■ Document extract ■
[START]

Issue metadata
Sign in to add a comment
|
webrtc multiple_peerconnections story is failing on all platforms |
||||||||||||||||||||
Issue descriptionThe webrtc benchmark is failing because of the multiple_peerconnections story. This was previously run as a legacy benchmark, and was recently migrated to use TBMv2. [1] It looks like processing the traces takes a very long time. I tried reducing the test to 20s, but it doesn't seem to help. Should we disable the test in the meantime? [1] https://chromium-review.googlesource.com/c/506017/
,
May 23 2017
cc'ed Charlie & Ehsan for question about trace events limitation.
,
May 23 2017
I'm OOO today and tomorrow and cannot test the story locally, but I remember running multiple_peerconnections took minutes not seconds to finish. The issue is that when the trace size is bigger than ~260M (which was the case for multiple_peerconnections), we have to use a 3rd party lib to parse it, instead of JSON.parse and the library that we are using is slow.
,
May 23 2017
I'm seeing this line:
(INFO) 2017-05-22 20:59:48,277 trace_data.Serialize:189 Trace sizes in bytes: {'traceEvents': 1100857148, 'telemetry': 39008, 'tabIds': 40}
If I'm reading that right, it's issuing 1.1 *billion* trace events during the 45s trace. Normal trace events vary from about 80 to 120 bytes, which means that the trace is probably about 80-120GB, which is just way too big. We'd have to reduce the runtime to fractions of a second to make the test pass with the current trace event issuance rate.

[END]

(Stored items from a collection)
[START]

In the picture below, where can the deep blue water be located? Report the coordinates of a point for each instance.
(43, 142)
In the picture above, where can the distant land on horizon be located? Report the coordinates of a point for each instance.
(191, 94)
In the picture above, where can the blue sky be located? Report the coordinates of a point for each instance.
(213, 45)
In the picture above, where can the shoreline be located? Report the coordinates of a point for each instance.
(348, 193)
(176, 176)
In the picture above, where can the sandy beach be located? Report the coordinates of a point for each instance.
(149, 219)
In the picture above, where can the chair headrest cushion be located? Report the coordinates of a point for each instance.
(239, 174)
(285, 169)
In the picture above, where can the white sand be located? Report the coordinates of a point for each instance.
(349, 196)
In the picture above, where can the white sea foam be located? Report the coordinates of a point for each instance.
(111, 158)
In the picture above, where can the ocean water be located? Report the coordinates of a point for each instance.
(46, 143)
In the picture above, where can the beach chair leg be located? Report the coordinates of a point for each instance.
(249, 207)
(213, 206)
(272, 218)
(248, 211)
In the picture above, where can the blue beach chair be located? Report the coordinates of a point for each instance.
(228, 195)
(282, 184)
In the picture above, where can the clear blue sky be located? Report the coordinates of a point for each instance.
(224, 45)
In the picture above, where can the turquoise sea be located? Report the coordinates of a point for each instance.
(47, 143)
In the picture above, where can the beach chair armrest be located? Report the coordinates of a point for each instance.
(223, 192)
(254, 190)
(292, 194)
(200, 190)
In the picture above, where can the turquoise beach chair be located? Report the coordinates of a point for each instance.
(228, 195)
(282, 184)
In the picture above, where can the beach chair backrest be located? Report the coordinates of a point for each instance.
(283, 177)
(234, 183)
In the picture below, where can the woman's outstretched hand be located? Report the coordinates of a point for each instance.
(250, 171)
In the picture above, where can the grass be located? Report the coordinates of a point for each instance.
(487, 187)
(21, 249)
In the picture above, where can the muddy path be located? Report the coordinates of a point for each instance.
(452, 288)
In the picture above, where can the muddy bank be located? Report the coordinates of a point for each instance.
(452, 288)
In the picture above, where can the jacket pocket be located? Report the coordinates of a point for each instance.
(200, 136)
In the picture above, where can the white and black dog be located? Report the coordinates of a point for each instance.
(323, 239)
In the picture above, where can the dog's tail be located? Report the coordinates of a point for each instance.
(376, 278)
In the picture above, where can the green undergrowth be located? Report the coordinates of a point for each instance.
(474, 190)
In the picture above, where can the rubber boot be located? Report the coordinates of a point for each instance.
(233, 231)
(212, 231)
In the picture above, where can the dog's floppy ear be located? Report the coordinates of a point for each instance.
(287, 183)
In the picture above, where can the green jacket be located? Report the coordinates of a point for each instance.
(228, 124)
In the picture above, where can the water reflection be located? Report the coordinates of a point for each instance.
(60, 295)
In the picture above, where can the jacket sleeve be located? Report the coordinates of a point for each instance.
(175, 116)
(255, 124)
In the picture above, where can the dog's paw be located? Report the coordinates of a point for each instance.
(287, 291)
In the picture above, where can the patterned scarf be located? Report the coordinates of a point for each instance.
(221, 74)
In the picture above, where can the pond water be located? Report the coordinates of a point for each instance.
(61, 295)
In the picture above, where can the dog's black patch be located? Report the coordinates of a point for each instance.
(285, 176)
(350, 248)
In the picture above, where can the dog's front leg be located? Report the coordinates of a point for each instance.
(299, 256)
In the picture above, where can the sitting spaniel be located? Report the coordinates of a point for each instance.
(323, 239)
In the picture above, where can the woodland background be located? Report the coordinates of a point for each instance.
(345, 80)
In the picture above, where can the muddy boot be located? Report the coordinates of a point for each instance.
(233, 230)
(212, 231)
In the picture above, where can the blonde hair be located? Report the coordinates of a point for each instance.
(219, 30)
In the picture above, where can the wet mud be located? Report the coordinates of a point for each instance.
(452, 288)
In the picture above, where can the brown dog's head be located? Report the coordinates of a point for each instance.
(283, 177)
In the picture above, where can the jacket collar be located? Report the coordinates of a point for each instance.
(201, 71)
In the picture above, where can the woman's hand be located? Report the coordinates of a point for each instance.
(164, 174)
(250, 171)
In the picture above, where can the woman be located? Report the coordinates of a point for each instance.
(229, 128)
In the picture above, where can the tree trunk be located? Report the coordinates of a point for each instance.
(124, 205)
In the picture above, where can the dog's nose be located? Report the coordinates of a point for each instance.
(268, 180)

[END]

The issue thread above quotes a log line that reports trace sizes in bytes. List each key named in that line with the byte count it shows.

■ Task output ■
- traceEvents: 1100857148
- telemetry: 39008
- tabIds: 40